**** DATASET EXCERPTS
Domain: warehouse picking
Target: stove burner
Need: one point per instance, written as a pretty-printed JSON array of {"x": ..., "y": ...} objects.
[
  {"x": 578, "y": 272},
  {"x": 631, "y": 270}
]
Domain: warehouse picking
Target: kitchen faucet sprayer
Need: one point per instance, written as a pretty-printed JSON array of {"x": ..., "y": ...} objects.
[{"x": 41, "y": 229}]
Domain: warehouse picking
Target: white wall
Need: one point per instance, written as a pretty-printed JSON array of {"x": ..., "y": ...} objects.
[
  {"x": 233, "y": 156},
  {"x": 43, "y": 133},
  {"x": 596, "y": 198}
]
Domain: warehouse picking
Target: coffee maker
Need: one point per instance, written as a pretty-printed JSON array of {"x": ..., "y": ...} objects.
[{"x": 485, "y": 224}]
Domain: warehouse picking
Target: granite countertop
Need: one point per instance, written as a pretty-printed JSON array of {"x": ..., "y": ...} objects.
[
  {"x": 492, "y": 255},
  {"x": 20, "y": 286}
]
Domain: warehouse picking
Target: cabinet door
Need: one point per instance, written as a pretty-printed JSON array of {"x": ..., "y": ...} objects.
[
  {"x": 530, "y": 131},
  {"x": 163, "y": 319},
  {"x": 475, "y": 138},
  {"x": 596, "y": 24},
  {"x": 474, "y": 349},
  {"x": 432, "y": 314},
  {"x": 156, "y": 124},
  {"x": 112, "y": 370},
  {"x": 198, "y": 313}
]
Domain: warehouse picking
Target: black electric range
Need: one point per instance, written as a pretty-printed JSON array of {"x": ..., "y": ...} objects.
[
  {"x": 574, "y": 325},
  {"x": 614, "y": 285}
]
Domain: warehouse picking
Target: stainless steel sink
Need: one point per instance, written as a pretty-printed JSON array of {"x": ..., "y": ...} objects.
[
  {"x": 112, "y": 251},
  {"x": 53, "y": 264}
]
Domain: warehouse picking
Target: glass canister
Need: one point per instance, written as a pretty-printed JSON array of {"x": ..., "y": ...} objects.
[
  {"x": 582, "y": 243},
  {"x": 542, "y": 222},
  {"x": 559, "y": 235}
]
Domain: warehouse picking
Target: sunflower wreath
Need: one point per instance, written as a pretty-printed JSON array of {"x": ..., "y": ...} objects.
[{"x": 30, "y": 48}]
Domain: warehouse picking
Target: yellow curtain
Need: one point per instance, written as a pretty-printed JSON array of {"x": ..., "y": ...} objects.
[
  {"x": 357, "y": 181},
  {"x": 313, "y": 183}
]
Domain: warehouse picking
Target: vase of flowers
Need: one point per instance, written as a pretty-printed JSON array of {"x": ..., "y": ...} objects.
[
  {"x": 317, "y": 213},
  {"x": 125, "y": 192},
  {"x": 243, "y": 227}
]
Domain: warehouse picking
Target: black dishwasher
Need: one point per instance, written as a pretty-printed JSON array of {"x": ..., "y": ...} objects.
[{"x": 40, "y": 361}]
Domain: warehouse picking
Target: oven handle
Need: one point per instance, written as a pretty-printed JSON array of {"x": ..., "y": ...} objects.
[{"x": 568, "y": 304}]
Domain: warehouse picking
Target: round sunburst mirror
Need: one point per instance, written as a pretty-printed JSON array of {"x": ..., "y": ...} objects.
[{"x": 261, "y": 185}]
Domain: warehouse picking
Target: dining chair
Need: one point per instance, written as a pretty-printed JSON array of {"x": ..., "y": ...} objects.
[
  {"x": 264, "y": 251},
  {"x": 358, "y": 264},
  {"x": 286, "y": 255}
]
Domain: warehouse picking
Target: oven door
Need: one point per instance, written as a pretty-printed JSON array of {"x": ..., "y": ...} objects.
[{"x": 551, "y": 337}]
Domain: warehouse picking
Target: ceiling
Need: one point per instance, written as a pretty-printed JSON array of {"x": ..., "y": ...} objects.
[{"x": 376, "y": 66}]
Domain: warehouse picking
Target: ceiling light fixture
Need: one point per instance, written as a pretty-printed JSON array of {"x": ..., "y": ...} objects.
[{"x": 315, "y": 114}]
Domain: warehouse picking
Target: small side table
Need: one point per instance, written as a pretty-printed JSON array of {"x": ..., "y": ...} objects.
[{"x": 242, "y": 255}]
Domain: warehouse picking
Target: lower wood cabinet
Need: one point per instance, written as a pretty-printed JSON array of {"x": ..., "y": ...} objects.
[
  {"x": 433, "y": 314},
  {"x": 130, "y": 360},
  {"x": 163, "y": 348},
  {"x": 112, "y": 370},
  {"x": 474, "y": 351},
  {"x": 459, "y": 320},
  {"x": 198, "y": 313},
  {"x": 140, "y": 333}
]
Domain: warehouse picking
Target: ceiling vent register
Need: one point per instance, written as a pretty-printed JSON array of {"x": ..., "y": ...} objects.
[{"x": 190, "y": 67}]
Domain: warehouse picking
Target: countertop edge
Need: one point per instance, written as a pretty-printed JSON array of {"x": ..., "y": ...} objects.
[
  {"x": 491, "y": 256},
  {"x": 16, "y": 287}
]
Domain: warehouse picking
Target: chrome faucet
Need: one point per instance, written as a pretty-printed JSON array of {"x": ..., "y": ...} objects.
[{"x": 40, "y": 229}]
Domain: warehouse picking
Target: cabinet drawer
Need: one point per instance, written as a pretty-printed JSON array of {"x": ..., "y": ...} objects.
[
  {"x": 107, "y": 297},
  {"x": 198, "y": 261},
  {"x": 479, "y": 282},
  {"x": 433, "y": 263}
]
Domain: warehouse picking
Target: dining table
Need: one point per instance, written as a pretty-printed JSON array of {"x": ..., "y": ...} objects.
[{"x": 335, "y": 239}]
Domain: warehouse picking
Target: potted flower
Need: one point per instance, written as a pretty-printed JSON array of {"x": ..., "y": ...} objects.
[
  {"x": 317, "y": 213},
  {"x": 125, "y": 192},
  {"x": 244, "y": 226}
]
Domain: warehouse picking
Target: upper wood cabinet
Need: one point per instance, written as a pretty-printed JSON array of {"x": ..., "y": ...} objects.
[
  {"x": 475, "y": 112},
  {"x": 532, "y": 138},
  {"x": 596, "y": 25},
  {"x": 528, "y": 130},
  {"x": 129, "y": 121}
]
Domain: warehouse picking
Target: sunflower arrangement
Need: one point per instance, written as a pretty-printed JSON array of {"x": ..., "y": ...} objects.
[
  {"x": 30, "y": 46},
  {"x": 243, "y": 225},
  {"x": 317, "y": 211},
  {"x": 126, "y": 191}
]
********
DIRECTIONS FOR THIS TASK → Extract the whole listing, character for character.

SOLUTION FOR THIS EXERCISE →
Domain: warehouse picking
Target: stove burner
Need: one point per instance, written as a pretty-printed JSON array of {"x": ..., "y": ...} objects.
[
  {"x": 578, "y": 272},
  {"x": 631, "y": 270}
]
Domain: warehouse picking
Target: kitchen faucet sprayer
Need: one point per instance, written as a pretty-printed JSON array of {"x": ..., "y": ...} objects.
[{"x": 41, "y": 229}]
Domain: warehouse picking
Target: white wall
Need: one point per instance, written as a pretty-printed JSON array of {"x": ..., "y": ...} objects.
[
  {"x": 233, "y": 156},
  {"x": 43, "y": 133},
  {"x": 596, "y": 198}
]
Domain: warehouse picking
Target: coffee maker
Need: one point per instance, written as a pretty-printed JSON array of {"x": ..., "y": ...} objects.
[{"x": 485, "y": 224}]
Domain: warehouse picking
Target: granite countertop
Need: one point per instance, written as a pretty-printed JSON array of {"x": ..., "y": ...} objects.
[
  {"x": 492, "y": 255},
  {"x": 20, "y": 286}
]
Domain: warehouse picking
Target: cabinet door
Need: one point per instance, written as a pretty-printed JSON array of {"x": ..., "y": ...} objects.
[
  {"x": 530, "y": 131},
  {"x": 163, "y": 319},
  {"x": 475, "y": 138},
  {"x": 596, "y": 24},
  {"x": 474, "y": 349},
  {"x": 432, "y": 314},
  {"x": 156, "y": 124},
  {"x": 112, "y": 370},
  {"x": 198, "y": 313}
]
Domain: warehouse picking
Target: black electric range
Need: one point per instance, written as a pretty-printed JSON array of {"x": ..., "y": ...} objects.
[
  {"x": 574, "y": 325},
  {"x": 614, "y": 285}
]
Domain: warehouse picking
Target: stainless steel sink
Need: one point per instance, written as a pretty-printed JSON array of {"x": ..., "y": ...} objects.
[
  {"x": 112, "y": 251},
  {"x": 53, "y": 264}
]
Domain: warehouse picking
Target: glass canister
Need: one point per instance, written as a pretty-printed JSON array of {"x": ..., "y": ...} objects.
[
  {"x": 582, "y": 243},
  {"x": 542, "y": 222},
  {"x": 559, "y": 235}
]
Domain: warehouse picking
Target: sunflower wreath
Need: one point per instance, written as a pretty-printed JSON array of {"x": ..., "y": ...} objects.
[{"x": 30, "y": 48}]
Domain: warehouse picking
Target: yellow curtain
Need: one point per instance, written as a pretty-printed JSON array of {"x": ..., "y": ...} objects.
[
  {"x": 357, "y": 181},
  {"x": 313, "y": 183}
]
Domain: warehouse picking
Target: vase of flowers
Need: one point per instance, written as a pretty-printed JSON array of {"x": ..., "y": ...} objects.
[
  {"x": 317, "y": 213},
  {"x": 125, "y": 192},
  {"x": 243, "y": 227}
]
Domain: warehouse picking
Target: black dishwasher
Need: one point per instance, written as a pretty-printed JSON array of {"x": ..., "y": ...} objects.
[{"x": 40, "y": 361}]
Domain: warehouse picking
Target: oven handle
Need: one point per instance, written as a pretty-printed JSON array of {"x": ..., "y": ...} objects.
[{"x": 568, "y": 304}]
Domain: warehouse picking
Target: round sunburst mirror
Need: one point per instance, written as a pretty-printed JSON array of {"x": ..., "y": ...} objects.
[{"x": 261, "y": 185}]
Domain: warehouse picking
Target: dining chair
Need: one point per instance, written as a pretty-printed JSON array of {"x": ..., "y": ...} objects.
[
  {"x": 264, "y": 251},
  {"x": 358, "y": 264},
  {"x": 286, "y": 255}
]
Domain: warehouse picking
Target: oven door
Need: one point per instance, written as a pretty-printed JSON array of {"x": ..., "y": ...} objects.
[{"x": 551, "y": 337}]
Domain: warehouse picking
Target: ceiling
Need: one point per instance, written as a pretty-printed JSON array of {"x": ..., "y": ...} objects.
[{"x": 376, "y": 66}]
Domain: warehouse picking
Target: ceiling light fixture
Need: one point per instance, written as a pretty-printed JSON array of {"x": ..., "y": ...} objects.
[{"x": 315, "y": 114}]
Domain: warehouse picking
Target: small side table
Need: one point per instance, written as a pretty-printed JSON array of {"x": ..., "y": ...} objects.
[{"x": 242, "y": 255}]
Domain: warehouse picking
Target: lower wood cabinet
Need: one point per instance, written as a pretty-printed JSON array of {"x": ..., "y": ...} objects.
[
  {"x": 433, "y": 314},
  {"x": 130, "y": 360},
  {"x": 163, "y": 348},
  {"x": 112, "y": 370},
  {"x": 474, "y": 351},
  {"x": 459, "y": 320},
  {"x": 198, "y": 313},
  {"x": 140, "y": 333}
]
Domain: warehouse picking
Target: ceiling vent register
Need: one point per instance, written as a pretty-printed JSON array of {"x": ..., "y": ...} objects.
[{"x": 190, "y": 67}]
Domain: warehouse picking
Target: countertop edge
Need: one point per instance, written as a pretty-printed JSON array of {"x": ..., "y": ...} objects.
[
  {"x": 491, "y": 256},
  {"x": 16, "y": 287}
]
Domain: warehouse picking
Target: chrome faucet
Need: one point per instance, written as a pretty-printed JSON array of {"x": ..., "y": ...} objects.
[{"x": 40, "y": 229}]
Domain: warehouse picking
Target: cabinet drawer
Need: one point per instance, written as a pretty-printed JSON array of {"x": ..., "y": ...} objects.
[
  {"x": 107, "y": 297},
  {"x": 198, "y": 261},
  {"x": 479, "y": 282},
  {"x": 433, "y": 263}
]
Domain: warehouse picking
Target: dining table
Need: one point per instance, written as a pretty-printed JSON array of {"x": ..., "y": ...} objects.
[{"x": 335, "y": 239}]
Domain: warehouse picking
Target: potted flower
Need: one point per instance, written as a pretty-printed JSON array of {"x": ..., "y": ...} objects.
[
  {"x": 317, "y": 213},
  {"x": 125, "y": 192},
  {"x": 244, "y": 226}
]
Domain: warehouse picking
Target: upper wood cabinet
Need: one point per instance, written as a pretty-printed JSON array of {"x": ..., "y": ...} objects.
[
  {"x": 475, "y": 112},
  {"x": 532, "y": 138},
  {"x": 596, "y": 25},
  {"x": 528, "y": 130},
  {"x": 129, "y": 121}
]
Domain: warehouse picking
Target: sunflower arrangement
Need: one point per instance, written as a pretty-printed JSON array of {"x": ..., "y": ...} objects.
[
  {"x": 30, "y": 46},
  {"x": 243, "y": 225},
  {"x": 317, "y": 211},
  {"x": 126, "y": 191}
]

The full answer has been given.